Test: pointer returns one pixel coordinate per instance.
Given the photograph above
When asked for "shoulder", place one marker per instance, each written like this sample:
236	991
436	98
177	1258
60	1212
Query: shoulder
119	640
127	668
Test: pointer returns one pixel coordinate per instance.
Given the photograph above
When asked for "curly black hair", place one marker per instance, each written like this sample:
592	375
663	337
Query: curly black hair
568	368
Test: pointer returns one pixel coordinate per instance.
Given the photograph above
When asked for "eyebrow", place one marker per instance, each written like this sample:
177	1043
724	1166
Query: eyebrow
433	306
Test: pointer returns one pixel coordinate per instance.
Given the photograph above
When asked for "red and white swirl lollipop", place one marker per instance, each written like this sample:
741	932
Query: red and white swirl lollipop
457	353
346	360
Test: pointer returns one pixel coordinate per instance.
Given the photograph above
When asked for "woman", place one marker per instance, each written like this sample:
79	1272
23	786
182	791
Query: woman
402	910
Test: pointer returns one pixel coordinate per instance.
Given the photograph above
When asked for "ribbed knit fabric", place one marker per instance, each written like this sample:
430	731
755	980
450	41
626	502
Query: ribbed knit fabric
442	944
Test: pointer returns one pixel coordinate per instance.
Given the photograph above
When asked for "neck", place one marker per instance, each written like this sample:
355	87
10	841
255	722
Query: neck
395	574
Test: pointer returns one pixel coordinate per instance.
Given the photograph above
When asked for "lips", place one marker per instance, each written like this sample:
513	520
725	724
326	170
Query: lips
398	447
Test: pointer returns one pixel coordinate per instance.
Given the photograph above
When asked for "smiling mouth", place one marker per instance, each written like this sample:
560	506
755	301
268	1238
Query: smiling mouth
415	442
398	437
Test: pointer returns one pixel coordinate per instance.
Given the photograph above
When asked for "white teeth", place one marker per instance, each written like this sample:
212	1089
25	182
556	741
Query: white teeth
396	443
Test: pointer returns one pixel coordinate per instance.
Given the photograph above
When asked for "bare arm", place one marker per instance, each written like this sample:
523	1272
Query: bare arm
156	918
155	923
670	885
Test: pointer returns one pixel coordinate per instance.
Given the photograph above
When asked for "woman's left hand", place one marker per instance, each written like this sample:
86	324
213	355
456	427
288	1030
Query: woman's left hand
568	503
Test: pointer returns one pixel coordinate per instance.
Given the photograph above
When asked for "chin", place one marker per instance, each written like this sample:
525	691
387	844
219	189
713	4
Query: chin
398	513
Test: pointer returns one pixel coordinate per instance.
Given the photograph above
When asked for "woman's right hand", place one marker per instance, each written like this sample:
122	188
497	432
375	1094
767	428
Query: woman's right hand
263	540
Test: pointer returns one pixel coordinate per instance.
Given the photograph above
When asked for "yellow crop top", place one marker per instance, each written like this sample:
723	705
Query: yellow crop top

=-=-=

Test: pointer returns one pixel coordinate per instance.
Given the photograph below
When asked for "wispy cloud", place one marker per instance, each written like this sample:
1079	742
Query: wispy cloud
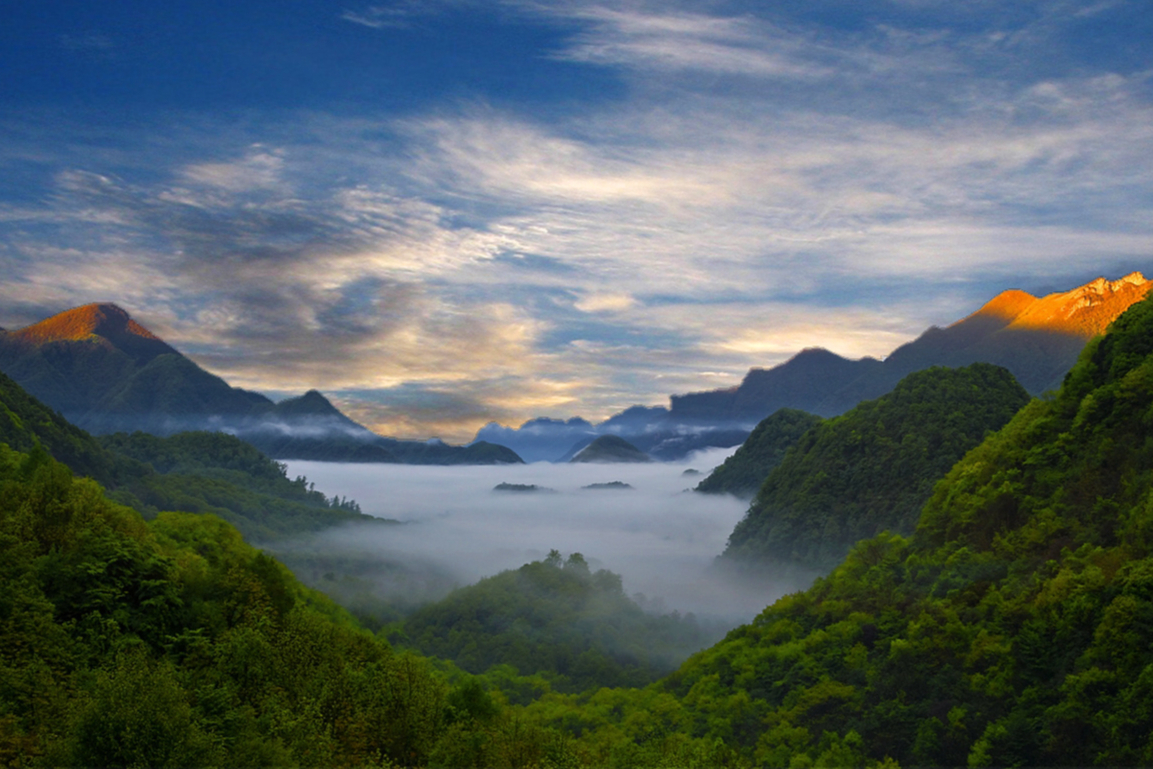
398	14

=-=-=

* _Task brief_
Only lines holding "yellow" are wanted; copy all of them from the listing.

* _Response to this exercise_
When asked for "yellow crop top", place one marker per instance, each written like this sample:
Query: yellow crop top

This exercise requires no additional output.